#### [EXERCISE A]
Show every line of the rows below that contains the string "wheel", treating uppercase and lowercase letters as different.

#### [READING PASSAGE]
╭──

Sunday, July 13, 2008

Jewish Geography in Israel



(you can click on the photos to enlarge them)

As our time in Israel begins to come to a close, we’ve shifted up north to the Ramot Golan Resort, with a gorgeous view from our balcony overlooking the Kineret, with the lights of Tiberias twinkling on the other side of the lake. Tiberias is hardly Israel’s most beautiful city when viewed up close, but from this distance it looks positively angelic, its lights scaling the hill on the other side as if reaching for the heavens. It is hard to tell, in fact, where Tiberias ends and the stars begin.

That’s the thing about Israel: it feels closer to heaven. Its blue skies are bluer, its noises louder, its beauty more spectacular (and its faults more pronounced).

There is no middle ground here – only glaring lights.

As we left Jerusalem this morning, some reflections…

Despite some terror incidents that have occurred of late, the sense of personal insecurity has diminished considerably since I was last here. Mara and I were even able to return to Abu Shukri in the Moslem Quarter of the Old City for the best Hummus in the world a treat we hadn't enjoyed in many years.

Saturday night in Jerusalem was really like old times on the Midrachov. Ben Yehuda Street was packed with American and Israeli youth and the shops were bustling. Those “welcome courageous tourist” signs seem curiously anachronistic now, and only a few stores still show them . The existential threats are as great as ever, but the personal security threats facing Israelis and tourists are no longer an impediment.

This is true in most of the country, but not in Sderot. Ethan went there today on his trip and the experience moved him profoundly.

╰──

#### [EXERCISE B]
List the comparative forms that the blog post uses in the sentence beginning "Its blue skies are bluer".

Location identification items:
╭──

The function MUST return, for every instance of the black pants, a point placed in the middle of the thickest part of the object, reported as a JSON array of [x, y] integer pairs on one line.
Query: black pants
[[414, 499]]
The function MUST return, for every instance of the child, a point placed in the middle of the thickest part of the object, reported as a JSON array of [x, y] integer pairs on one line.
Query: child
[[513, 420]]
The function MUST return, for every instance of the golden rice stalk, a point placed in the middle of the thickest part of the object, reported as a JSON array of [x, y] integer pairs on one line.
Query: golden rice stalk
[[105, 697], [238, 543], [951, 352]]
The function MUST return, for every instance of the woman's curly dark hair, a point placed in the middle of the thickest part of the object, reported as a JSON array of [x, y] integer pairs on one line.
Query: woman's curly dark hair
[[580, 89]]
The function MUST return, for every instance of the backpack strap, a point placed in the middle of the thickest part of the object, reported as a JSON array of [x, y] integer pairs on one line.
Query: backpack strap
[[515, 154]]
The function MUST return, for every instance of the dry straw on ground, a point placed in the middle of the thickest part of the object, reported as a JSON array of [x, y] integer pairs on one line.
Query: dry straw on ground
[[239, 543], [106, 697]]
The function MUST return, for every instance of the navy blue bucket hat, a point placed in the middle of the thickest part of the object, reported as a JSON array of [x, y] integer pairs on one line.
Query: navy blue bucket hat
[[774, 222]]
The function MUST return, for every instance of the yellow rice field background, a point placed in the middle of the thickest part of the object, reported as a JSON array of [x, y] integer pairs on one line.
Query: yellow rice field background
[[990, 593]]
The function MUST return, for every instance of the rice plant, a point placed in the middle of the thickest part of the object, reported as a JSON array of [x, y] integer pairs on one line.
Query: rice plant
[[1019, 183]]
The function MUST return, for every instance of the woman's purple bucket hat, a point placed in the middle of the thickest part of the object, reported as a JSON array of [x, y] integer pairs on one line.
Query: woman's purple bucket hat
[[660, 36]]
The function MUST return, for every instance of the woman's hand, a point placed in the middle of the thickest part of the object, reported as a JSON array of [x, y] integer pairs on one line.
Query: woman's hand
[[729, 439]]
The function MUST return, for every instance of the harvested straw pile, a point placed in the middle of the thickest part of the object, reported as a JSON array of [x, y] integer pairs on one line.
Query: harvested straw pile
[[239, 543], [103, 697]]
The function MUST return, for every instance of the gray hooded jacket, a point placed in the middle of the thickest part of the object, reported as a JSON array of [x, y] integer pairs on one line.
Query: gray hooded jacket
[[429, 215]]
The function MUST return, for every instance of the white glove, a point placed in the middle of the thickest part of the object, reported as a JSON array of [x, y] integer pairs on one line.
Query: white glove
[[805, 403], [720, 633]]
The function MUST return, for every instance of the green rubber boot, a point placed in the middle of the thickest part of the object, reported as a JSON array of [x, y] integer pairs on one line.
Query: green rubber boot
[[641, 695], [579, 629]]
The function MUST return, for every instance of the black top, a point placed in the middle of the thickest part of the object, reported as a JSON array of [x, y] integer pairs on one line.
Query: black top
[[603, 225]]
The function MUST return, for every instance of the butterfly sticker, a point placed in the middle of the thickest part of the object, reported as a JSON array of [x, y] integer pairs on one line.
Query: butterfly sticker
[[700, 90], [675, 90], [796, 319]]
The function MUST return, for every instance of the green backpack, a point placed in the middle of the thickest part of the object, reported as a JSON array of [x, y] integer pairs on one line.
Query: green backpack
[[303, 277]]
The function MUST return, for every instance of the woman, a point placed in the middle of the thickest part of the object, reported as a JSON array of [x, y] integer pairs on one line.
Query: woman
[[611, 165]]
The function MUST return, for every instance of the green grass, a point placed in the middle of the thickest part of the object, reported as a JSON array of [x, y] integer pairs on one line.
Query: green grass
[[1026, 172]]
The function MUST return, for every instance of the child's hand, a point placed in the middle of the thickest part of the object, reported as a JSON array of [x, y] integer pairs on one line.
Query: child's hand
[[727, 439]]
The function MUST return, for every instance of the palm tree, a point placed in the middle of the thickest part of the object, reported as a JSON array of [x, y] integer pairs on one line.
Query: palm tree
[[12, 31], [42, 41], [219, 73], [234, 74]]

╰──
╭──

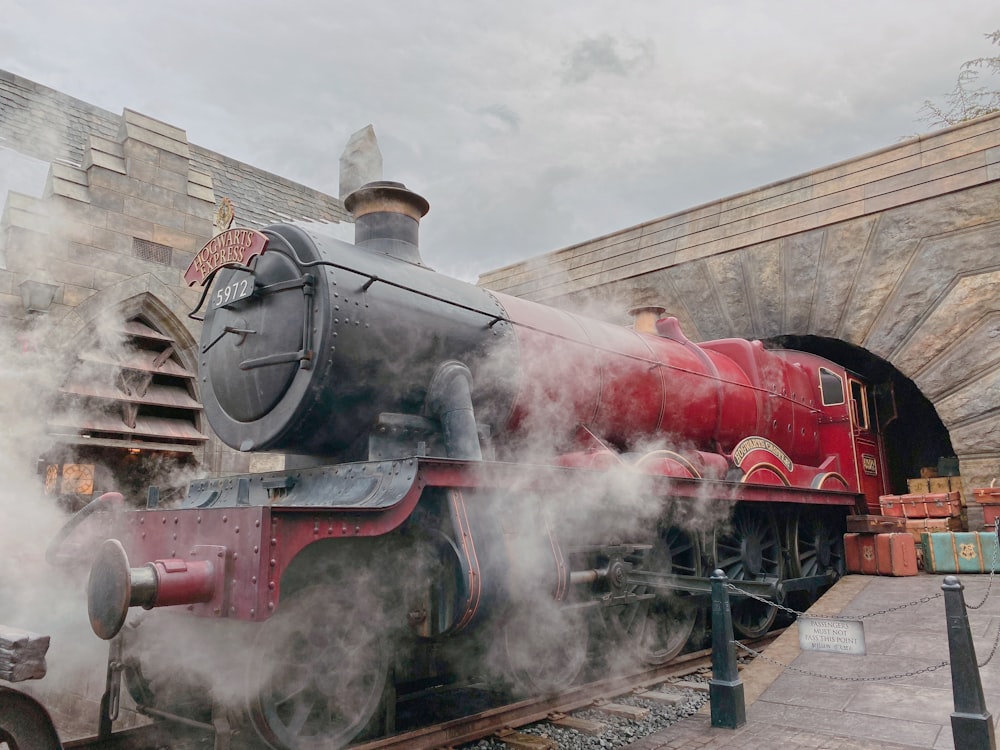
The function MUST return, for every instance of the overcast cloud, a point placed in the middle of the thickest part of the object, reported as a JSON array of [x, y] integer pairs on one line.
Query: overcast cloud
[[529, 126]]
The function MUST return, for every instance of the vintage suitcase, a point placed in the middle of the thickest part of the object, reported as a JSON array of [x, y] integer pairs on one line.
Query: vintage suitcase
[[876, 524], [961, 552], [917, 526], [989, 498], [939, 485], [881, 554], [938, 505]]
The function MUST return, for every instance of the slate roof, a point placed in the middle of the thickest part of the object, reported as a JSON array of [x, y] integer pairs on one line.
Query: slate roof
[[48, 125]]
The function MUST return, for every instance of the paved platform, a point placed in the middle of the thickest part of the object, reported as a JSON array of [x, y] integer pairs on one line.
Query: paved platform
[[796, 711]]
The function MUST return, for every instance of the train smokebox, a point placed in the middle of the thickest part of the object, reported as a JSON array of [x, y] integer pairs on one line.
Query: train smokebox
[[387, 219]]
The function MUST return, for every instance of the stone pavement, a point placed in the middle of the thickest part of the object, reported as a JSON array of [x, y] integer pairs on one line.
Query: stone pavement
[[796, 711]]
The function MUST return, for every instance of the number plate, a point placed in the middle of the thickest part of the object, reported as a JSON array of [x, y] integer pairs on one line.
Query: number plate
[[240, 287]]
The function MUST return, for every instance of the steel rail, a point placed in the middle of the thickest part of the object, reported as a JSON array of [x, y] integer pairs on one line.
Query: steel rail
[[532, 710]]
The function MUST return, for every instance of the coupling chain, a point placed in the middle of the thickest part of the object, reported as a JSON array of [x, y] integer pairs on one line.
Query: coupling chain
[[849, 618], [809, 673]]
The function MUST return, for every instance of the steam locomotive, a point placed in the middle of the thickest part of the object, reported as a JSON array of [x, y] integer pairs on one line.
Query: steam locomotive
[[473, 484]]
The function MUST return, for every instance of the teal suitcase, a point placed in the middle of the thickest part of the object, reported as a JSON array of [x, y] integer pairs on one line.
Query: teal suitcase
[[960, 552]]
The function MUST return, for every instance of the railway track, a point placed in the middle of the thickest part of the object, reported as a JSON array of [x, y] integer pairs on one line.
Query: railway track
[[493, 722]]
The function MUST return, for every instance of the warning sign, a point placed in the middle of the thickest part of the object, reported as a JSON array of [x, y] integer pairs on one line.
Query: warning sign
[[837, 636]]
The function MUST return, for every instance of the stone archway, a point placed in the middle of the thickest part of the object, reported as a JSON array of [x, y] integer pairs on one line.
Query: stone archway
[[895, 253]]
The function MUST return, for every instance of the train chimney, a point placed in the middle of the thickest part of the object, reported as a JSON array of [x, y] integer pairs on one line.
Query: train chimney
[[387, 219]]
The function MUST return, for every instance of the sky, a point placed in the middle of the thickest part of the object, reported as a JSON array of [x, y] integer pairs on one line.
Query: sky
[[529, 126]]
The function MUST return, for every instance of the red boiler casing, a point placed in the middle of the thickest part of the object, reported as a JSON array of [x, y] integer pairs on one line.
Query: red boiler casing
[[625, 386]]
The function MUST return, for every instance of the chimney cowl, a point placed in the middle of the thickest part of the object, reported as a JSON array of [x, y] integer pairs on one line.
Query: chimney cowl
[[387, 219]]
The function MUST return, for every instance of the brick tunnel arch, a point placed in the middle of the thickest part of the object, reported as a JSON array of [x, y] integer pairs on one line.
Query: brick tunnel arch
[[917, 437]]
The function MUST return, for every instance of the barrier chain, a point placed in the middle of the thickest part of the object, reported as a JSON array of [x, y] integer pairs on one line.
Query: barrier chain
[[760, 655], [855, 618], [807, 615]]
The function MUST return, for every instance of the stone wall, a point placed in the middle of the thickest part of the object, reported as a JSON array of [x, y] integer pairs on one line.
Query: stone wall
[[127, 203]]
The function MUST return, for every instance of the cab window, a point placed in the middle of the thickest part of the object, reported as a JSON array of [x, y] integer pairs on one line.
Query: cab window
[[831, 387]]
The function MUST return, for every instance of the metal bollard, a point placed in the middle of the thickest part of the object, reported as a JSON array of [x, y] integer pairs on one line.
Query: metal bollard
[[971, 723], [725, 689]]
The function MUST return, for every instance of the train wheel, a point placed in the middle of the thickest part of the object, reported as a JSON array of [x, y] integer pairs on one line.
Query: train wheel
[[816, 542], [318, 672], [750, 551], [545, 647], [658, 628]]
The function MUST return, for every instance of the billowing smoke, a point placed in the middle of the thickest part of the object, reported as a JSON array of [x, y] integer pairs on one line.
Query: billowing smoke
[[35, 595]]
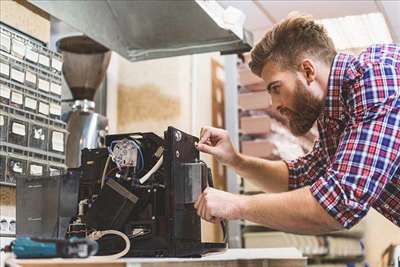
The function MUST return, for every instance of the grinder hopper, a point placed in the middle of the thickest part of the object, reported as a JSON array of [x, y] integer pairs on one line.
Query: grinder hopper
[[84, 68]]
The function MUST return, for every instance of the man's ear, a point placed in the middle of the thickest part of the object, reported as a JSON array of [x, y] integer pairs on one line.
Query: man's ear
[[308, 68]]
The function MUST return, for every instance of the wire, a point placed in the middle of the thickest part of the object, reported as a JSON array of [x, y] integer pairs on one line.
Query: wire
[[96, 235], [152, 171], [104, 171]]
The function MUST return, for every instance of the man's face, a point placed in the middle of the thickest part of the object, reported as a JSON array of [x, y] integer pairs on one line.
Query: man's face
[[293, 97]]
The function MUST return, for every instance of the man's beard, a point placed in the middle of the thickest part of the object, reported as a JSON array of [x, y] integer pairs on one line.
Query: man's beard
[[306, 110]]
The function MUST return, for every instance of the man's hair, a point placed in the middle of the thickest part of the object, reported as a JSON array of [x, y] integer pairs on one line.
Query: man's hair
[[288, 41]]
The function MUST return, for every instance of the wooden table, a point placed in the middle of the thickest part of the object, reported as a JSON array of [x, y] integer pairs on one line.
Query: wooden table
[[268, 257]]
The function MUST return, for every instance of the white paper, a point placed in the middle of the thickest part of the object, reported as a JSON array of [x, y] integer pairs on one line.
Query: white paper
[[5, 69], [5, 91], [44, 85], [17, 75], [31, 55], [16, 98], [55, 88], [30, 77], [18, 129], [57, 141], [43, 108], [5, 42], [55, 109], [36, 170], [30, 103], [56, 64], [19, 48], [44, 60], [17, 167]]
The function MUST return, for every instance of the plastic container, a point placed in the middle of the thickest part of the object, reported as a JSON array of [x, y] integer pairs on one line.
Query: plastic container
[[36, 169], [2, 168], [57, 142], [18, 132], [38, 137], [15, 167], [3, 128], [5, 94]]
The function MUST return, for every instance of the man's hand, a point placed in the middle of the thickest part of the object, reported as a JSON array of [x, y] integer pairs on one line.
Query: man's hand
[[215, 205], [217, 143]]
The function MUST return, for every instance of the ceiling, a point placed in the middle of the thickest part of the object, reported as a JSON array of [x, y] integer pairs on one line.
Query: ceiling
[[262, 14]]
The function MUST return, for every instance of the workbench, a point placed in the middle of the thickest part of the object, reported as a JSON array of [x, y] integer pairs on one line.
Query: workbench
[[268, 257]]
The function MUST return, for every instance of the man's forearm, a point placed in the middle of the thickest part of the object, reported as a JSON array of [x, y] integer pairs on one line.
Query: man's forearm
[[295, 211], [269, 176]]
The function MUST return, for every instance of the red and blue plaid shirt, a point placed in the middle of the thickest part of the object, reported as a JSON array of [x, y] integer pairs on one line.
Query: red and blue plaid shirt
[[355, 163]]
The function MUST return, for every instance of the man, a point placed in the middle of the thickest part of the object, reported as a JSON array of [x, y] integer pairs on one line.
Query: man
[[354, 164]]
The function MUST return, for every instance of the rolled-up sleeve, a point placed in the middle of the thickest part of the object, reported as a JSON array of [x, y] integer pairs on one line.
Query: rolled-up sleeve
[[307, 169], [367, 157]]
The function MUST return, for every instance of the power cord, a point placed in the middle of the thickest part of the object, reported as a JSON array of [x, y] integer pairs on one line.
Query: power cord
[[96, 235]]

╰──

#### [COMPLETE OUTPUT A]
The function MUST return, for every instance of the train wheel, a point placed in the middle of the thickest part of the object, reported as a JSON array of [x, y] integer pairs on one line.
Query: train wheel

#### [COMPLETE OUTPUT B]
bluer, louder, more spectacular, more pronounced